## GIVEN PASSAGE
——
The Zen of Recovery by Mel Ash

The Zen of Recovery by Mel Ash

Author:Mel Ash [Ash, Mel]
Language: eng
Format: epub
Publisher: Premier Digital Publishing
Published: 2013-04-02T23:00:00+00:00


When we were active in our denial and diseases, our dreams were full of grandiosity and self-justification. “The world doesn't understand my dreams” was our sob to no one in particular. Active in our denial, we fueled our little “I” into the Great I Am, a nearly omnipotent ego that imagined it ruled the world, but which was, in fact, ruled by substances and self-destructive behaviors. The dreams we dreamed were like immense card-castles built on clouds, yet we would believe in them violently, even viciously defending them, and only creating bigger and more grandiose dreams when the winds of reality and our karma knocked them down. Then we would retreat back to the bottle for yet more dream juice, back to the drug of self-destruction, fueling still more nightmarish actions, or back to compulsive behaviors in an attempt to manipulate our denials into dreams. We lived in this dream world full of anger and resentments that the real world just didn't understand and wouldn't let our dreams come true.

In our little dreaming, we were beautiful, successful women or handsome, wealthy men or anything other than what we really were: suffering, disease-ridden people in the death-grip of fatal illusions. We used the seductive alchemy of denial to repress and transform our suffering into shimmering dreams that gained more and more substance the drunker, higher and angrier we got until finally, sometimes blessedly, we passed out. Passed out of both the dream world and the real world.
——
## SUPPLIED MATERIAL
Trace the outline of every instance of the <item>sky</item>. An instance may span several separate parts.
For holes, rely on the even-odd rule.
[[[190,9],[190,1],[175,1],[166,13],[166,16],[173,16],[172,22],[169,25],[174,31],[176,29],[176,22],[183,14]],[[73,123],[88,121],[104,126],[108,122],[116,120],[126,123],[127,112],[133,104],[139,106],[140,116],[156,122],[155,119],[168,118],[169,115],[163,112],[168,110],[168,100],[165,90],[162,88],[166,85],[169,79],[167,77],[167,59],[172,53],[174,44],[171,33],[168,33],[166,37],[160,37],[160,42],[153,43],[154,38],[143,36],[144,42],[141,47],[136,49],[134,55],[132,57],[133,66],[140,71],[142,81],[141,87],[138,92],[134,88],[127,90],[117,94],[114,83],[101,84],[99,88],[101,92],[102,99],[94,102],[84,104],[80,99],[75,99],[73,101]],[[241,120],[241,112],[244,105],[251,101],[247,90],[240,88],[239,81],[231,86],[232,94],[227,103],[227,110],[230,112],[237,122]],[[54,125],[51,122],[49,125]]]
——
## EXERCISE REQUIREMENTS
[a] According to the excerpt, who published the book?
[b] Please set down the excerpt's wording from "In our little" to "the real world.".
[c] Render this sentence from the excerpt in Spanish: "“The world doesn't understand my dreams” was our sob to no one in particular."

## OUTPUTS BY TASK
[a] Premier Digital Publishing

[b]
In our little dreaming, we were beautiful, successful women or handsome, wealthy men or anything other than what we really were: suffering, disease-ridden people in the death-grip of fatal illusions. We used the seductive alchemy of denial to repress and transform our suffering into shimmering dreams that gained more and more substance the drunker, higher and angrier we got until finally, sometimes blessedly, we passed out. Passed out of both the dream world and the real world.

[c] «El mundo no entiende mis sueños» era nuestro sollozo dirigido a nadie en particular.